PROBLEM TO WORK ON: Which lines in the entries below contain the string "centipede"? Pull out each one, and treat case as significant.

RECORDED INFORMATION:
----------

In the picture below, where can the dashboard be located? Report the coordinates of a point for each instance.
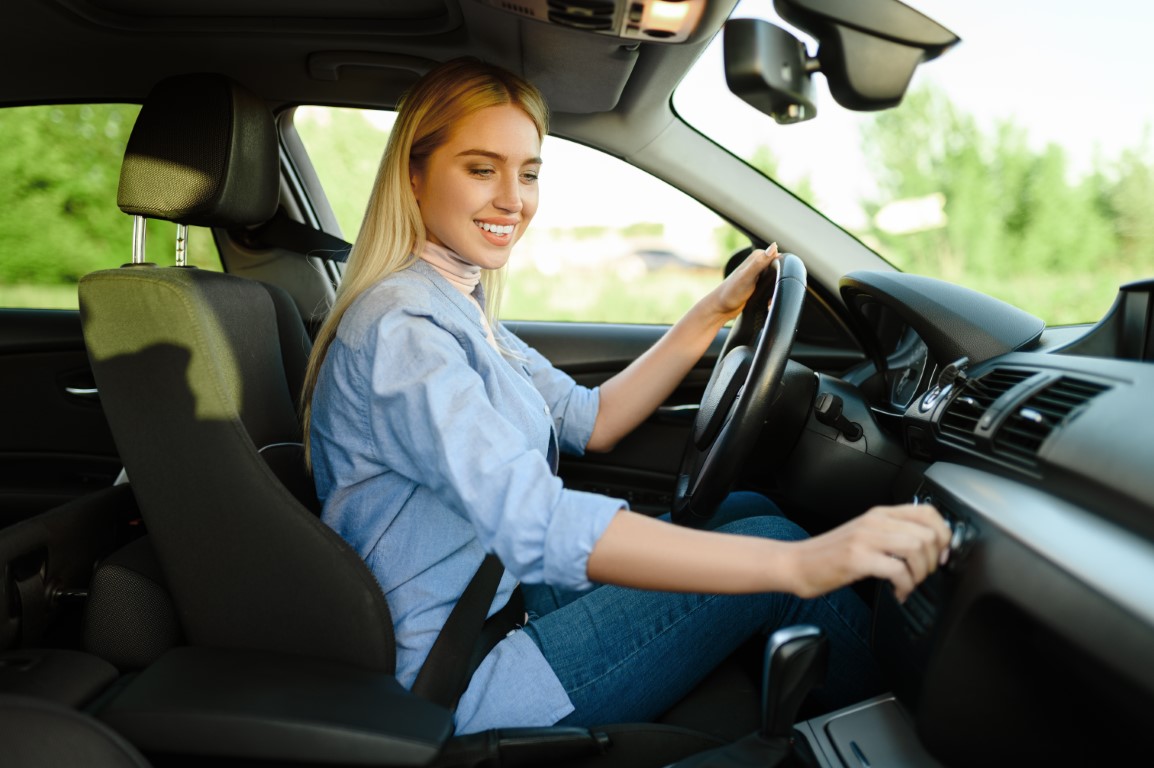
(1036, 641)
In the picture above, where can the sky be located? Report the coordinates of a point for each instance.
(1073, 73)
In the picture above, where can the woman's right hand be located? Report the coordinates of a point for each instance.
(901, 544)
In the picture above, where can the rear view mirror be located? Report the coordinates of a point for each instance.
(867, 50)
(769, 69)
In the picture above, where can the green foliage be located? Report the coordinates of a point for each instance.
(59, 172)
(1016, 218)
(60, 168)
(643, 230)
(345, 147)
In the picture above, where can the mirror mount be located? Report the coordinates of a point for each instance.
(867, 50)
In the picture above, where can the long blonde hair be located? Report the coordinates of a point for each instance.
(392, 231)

----------

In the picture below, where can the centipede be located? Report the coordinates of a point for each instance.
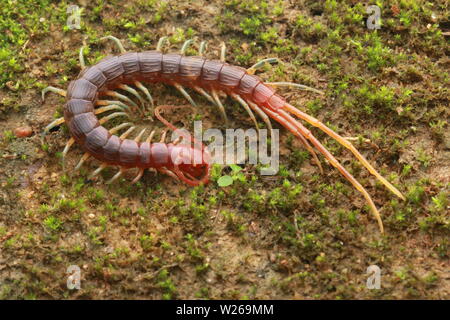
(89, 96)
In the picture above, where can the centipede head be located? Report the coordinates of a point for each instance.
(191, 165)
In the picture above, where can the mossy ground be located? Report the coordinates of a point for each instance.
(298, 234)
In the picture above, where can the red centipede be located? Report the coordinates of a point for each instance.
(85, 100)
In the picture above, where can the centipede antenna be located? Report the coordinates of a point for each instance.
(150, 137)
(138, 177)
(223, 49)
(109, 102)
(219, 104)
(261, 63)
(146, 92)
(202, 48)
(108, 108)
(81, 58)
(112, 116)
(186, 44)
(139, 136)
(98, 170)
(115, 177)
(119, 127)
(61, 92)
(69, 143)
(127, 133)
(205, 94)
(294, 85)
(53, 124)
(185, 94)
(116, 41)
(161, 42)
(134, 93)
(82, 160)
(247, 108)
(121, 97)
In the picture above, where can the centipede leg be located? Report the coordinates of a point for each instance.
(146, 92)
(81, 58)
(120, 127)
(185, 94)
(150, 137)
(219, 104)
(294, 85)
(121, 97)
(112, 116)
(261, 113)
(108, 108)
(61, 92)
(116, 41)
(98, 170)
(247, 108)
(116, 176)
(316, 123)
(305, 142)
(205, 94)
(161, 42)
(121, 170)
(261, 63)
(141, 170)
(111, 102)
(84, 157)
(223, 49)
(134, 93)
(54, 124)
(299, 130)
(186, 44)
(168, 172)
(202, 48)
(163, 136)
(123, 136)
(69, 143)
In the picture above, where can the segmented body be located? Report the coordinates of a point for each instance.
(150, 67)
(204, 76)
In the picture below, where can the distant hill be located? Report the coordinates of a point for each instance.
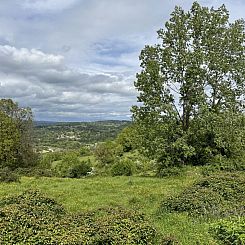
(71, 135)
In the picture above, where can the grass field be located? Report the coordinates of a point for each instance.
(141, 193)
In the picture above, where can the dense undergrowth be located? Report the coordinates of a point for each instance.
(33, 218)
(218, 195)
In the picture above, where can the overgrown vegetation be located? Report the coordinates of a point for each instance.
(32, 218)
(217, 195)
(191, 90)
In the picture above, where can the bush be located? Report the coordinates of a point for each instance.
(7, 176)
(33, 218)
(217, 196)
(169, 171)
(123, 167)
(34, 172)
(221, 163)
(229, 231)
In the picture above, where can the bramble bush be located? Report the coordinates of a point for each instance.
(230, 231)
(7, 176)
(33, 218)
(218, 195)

----------

WORKED SOLUTION:
In the picture below, where can the centipede be located? Report the coordinates of a point for each instance.
In the picture above, where can the centipede head be located? Report the coordinates of a point for each instance.
In the picture above, where can the red centipede be located? Report the coordinates of a point for each instance.
In the picture above, where can the centipede antenna be located? Report the coordinates of a point for each instance.
In the picture above, where can the centipede leg be located? Report the coordinates of a point for each instance.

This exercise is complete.